• [YOUR GOAL]
Give the whole listing below once more, exactly, without pictures.

• [RECORDED DATA]
::::::::::

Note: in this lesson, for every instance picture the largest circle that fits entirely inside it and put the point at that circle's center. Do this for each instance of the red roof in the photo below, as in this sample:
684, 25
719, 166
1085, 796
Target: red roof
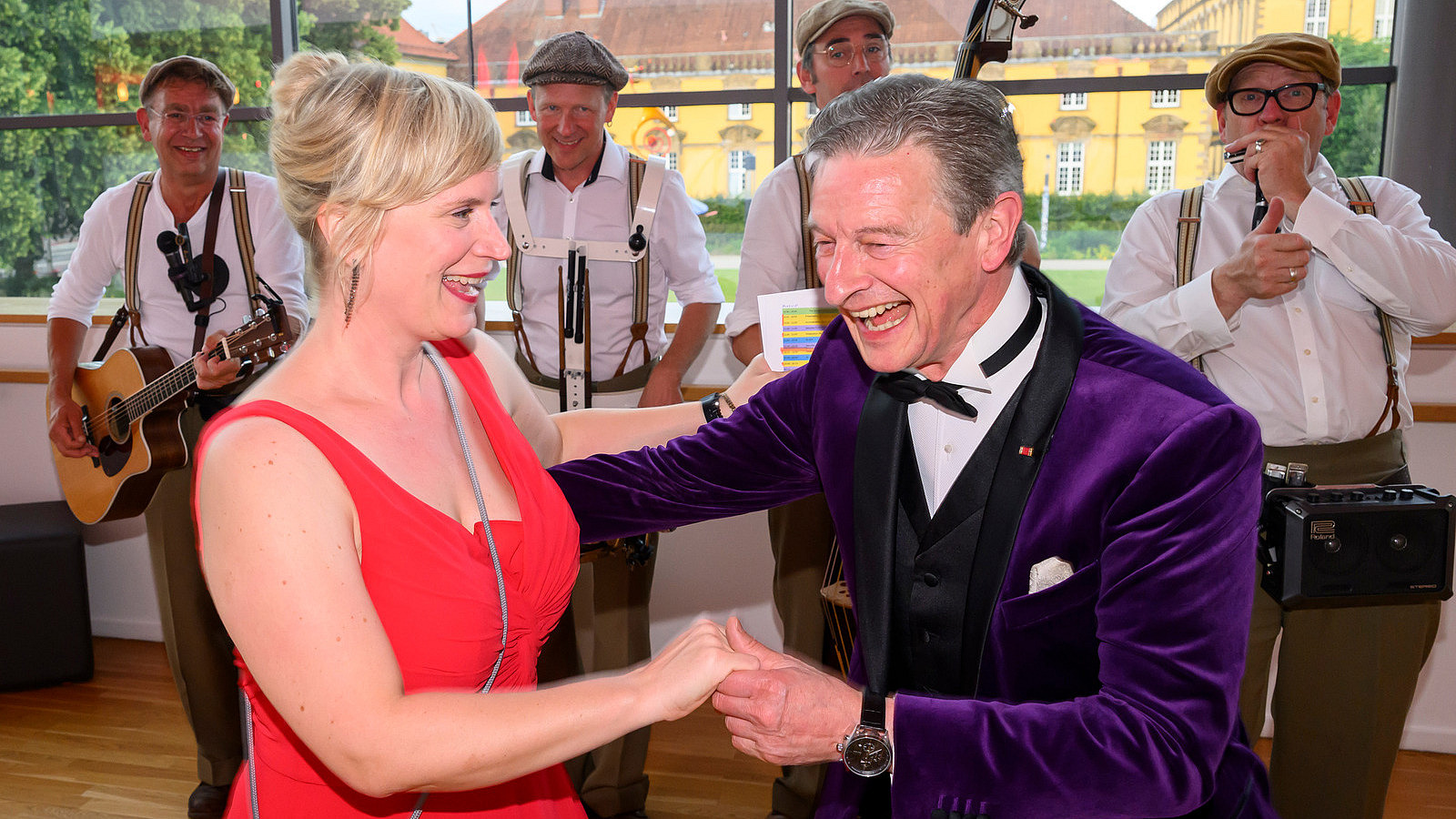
412, 43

::::::::::

• [RESULT FOR THIS TASK]
Note: in this lesson, for every instance picture the largest circle that fits entirely inside it and put the point at that circle's center. Do this for each instance of the red roof in the photo below, as in this sample:
684, 25
719, 166
1085, 796
Target: red roof
412, 43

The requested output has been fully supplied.